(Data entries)
=-=-=-=-=
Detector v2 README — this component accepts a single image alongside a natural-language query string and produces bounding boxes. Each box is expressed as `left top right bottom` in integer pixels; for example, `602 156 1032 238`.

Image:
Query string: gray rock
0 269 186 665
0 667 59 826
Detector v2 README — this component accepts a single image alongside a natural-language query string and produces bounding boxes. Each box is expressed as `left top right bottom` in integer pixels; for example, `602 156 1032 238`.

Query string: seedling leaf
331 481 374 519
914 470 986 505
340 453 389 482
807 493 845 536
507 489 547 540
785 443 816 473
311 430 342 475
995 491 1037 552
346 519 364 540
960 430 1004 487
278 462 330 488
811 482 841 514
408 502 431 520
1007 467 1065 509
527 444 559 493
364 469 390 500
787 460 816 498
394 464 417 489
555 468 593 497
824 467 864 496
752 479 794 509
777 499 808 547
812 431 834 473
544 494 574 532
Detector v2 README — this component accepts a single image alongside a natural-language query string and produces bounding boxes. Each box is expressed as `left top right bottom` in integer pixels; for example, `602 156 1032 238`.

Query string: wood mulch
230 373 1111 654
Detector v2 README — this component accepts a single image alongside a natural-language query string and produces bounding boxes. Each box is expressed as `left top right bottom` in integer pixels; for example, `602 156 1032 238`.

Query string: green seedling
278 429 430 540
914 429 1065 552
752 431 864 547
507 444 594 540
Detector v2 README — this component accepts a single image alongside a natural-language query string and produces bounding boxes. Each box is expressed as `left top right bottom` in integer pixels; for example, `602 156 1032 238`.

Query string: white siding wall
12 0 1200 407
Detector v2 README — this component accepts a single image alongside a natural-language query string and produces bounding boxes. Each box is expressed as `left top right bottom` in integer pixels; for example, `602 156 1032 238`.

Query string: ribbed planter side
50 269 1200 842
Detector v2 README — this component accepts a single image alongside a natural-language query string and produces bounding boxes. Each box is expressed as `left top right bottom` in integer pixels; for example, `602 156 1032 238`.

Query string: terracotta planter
=-=-=-=-=
**Exercise requirements:** All entries are to be printed once more, exactly as given.

**Answer space:**
Detector v2 README — this component accepts a single image alongside a natural-language query string and produces bounding boxes. Each box is expressed as `left top right bottom` in integer pixels; for example, `602 156 1032 238`.

Image:
Query string: gray rock
0 269 186 665
0 667 59 826
Detector v2 README — this component accepts a single image alongside a natural-language query string and produces bounding boxes. Each box is expressed as `left top right bottom` in integer pixels; for example, `602 156 1032 238`.

Query string: seedling leaf
331 481 374 519
914 470 986 505
340 453 389 482
807 493 845 536
507 489 547 540
785 443 816 473
311 430 342 475
995 491 1037 552
346 519 364 540
960 430 1004 487
278 462 330 488
811 482 841 514
408 502 431 520
1007 467 1065 509
527 444 559 493
364 469 390 500
787 460 816 498
394 464 417 489
555 468 593 497
824 467 864 496
752 479 794 509
777 499 808 547
812 431 834 473
544 494 574 532
Detector v2 README — this component accepts a single image alongside a natural-language query string and produces bounding boxes. Each box is expressed as `left top right bottom` in integer pixels; for example, `602 156 1032 238`.

Query string: wood mulch
230 373 1111 654
Detector v2 README — this component accepts a single image alongside a natural-language query string and produces bounding boxes. Each box is expressed as `left top right bottom` in integer pixels; for example, `602 156 1032 238`.

Query string: green seedling
278 429 430 540
914 429 1065 552
752 431 864 547
507 444 594 540
Detector v2 README — this component accepts a single image alongside a natural-language query string and produces bounding boxes. Each box is expressed as `left top right bottom` in integer pixels; for example, `602 156 1032 238`.

Query string: white siding wall
12 0 1200 407
Detector v2 README — this component accepts a single image alongside a natural-language query string and produces bounding boxes. Each box is expressed as `left top right bottom` in integer pixels; for example, `602 156 1032 238`.

Query string: ribbed planter side
50 269 1200 842
Detector v2 README — this component accepts a single image alongside a natural-language query string and produces bounding boxes. Each box is expressed as `left top right bottom` in integer pixels; for example, `602 156 1032 238`.

Query string: terracotta planter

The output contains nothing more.